**DATASET EXTRACT**

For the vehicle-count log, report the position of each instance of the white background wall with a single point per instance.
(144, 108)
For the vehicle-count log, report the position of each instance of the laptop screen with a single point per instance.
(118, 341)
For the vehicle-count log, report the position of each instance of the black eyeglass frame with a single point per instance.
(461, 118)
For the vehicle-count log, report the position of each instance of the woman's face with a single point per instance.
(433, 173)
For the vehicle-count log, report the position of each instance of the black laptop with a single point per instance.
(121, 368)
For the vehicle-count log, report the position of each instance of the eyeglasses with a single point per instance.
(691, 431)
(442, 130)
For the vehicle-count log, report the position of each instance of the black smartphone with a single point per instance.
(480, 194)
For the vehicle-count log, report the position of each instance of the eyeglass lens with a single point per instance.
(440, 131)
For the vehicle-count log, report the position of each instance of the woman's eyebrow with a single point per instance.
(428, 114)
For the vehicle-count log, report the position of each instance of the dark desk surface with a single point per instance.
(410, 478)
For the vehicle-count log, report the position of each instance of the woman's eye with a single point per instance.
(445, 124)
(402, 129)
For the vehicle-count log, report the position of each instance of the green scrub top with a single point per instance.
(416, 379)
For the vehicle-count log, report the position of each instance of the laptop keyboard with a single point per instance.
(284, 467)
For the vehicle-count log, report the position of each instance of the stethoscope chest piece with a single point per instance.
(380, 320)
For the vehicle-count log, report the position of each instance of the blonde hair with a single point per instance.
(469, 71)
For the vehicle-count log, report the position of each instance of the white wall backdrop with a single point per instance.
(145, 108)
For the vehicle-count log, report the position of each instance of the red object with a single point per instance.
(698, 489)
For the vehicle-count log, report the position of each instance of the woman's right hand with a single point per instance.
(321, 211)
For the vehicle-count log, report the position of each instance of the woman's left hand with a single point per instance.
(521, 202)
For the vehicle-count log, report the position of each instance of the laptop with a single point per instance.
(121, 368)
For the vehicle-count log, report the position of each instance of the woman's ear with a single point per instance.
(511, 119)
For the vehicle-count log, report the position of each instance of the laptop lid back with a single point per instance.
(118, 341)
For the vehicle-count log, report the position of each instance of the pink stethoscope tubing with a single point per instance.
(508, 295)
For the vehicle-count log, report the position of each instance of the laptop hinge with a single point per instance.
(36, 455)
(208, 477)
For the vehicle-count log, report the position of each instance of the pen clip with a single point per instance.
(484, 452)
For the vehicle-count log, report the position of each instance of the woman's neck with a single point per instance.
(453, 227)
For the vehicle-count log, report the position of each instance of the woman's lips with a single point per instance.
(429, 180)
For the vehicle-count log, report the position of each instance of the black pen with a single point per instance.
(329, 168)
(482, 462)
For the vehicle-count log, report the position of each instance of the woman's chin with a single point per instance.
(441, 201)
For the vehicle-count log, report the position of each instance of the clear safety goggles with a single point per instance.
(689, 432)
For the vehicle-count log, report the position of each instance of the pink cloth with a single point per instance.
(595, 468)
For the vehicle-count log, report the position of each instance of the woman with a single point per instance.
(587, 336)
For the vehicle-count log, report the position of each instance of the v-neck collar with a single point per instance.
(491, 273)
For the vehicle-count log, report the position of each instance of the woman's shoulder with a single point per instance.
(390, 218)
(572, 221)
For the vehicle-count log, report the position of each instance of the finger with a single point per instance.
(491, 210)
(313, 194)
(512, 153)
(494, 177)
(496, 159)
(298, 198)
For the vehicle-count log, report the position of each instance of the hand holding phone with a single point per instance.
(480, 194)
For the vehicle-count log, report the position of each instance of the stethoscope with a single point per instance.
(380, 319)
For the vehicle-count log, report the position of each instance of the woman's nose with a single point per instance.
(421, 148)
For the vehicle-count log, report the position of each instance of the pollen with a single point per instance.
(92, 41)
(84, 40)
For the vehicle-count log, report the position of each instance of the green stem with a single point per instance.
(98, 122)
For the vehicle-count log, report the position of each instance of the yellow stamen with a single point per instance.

**TASK STATEMENT**
Take the entries above and transcribe them exactly.

**OUTPUT BELOW**
For the vehicle-count log, report the position of each instance of the white background wall with a single point per instance.
(144, 108)
For the vehicle-count log, report the position of each instance of the laptop screen with a single point per instance.
(118, 341)
For the vehicle-count log, report the position of each instance of the black eyeglass frame with a single point per instance.
(461, 118)
For the vehicle-count log, report the position of each instance of the woman's face with a single point per instance.
(433, 173)
For the vehicle-count log, report the position of each instance of the black laptop with a single point per instance.
(121, 368)
For the vehicle-count log, report the position of each instance of the eyeglasses with a single point per instance.
(691, 431)
(442, 130)
For the vehicle-count log, report the position of each instance of the black smartphone with a single point per instance.
(480, 194)
For the vehicle-count log, report the position of each instance of the eyeglass lens with a single point per instance.
(440, 131)
For the vehicle-count log, report the position of each instance of the woman's eyebrow with a single point per instance.
(428, 114)
For the vehicle-count log, report the position of each instance of the dark desk surface with a single point per instance.
(410, 478)
For the vehicle-count log, report the position of each instance of the woman's eye with a single point per instance.
(445, 124)
(402, 129)
For the vehicle-count log, report the position of each instance of the green scrub top with a single point per instance.
(416, 379)
For the vehicle-count log, report the position of each instance of the laptop keyboard with a single point per instance.
(284, 467)
For the vehicle-count log, report the position of each instance of the stethoscope chest piece with a single point per instance.
(380, 320)
For the vehicle-count log, report the position of each instance of the blonde hair with a single point per instance.
(469, 71)
For the vehicle-count log, report the position of each instance of the white wall backdrop with a single point per instance.
(145, 108)
For the vehicle-count log, report the position of each instance of the red object with a single point per instance.
(698, 489)
For the vehicle-count log, report the position of each instance of the woman's right hand with a single point per instance.
(321, 211)
For the vehicle-count log, report the position of each instance of the woman's left hand with a single point per instance.
(521, 202)
For the vehicle-count log, report the position of each instance of the laptop with a single point per instance.
(121, 368)
For the vehicle-count log, report the position of each instance of the woman's ear with a single point per instance.
(511, 119)
For the vehicle-count log, report the position of each instance of the laptop lid back with a single point per instance.
(118, 341)
For the vehicle-count log, report the position of each instance of the pink stethoscope tubing with a single point per instance.
(508, 295)
For the vehicle-count log, report the position of each instance of the laptop hinge with a single point per instance.
(36, 455)
(208, 477)
For the vehicle-count log, report the position of each instance of the pen clip with a single point per instance.
(484, 452)
For the vehicle-count log, report the position of each instance of the woman's neck with a single point per instance.
(453, 227)
For the vehicle-count log, report the position of each instance of the woman's lips with a single point per instance.
(429, 180)
For the vehicle-count log, report the position of each instance of the black pen with a single point per instance.
(329, 168)
(482, 462)
For the vehicle-count log, report the position of each instance of the woman's chin with a single point per instance.
(441, 201)
For the vehicle-count log, report the position of each instance of the clear safety goggles with a single point per instance.
(689, 432)
For the vehicle-count log, report the position of each instance of the pink cloth with a single point per instance.
(595, 468)
For the vehicle-count log, report the position of each instance of the woman with a single point per instance.
(587, 336)
For the vehicle-count log, report the position of each instance of the v-neck collar with a single point per instance.
(491, 273)
For the vehicle-count log, report the position of each instance of the woman's shoulder with a single point per instance.
(390, 218)
(572, 221)
For the vehicle-count log, report the position of each instance of the finger with a single point per instance.
(491, 210)
(313, 194)
(512, 153)
(494, 177)
(496, 159)
(298, 198)
For the vehicle-count log, report the position of each instance of the hand holding phone with a single point per instance.
(480, 194)
For the vehicle-count log, report the position of each instance of the stethoscope with a single point per instance.
(380, 319)
For the vehicle-count log, report the position of each instance of the woman's nose with a single point per instance.
(421, 148)
For the vehicle-count log, report the position of each instance of the pollen with a single point per instance.
(92, 41)
(84, 40)
For the vehicle-count log, report the position of each instance of the green stem with a single point per instance.
(98, 122)
For the vehicle-count log, report the position of each instance of the yellow stamen with a single point per instance.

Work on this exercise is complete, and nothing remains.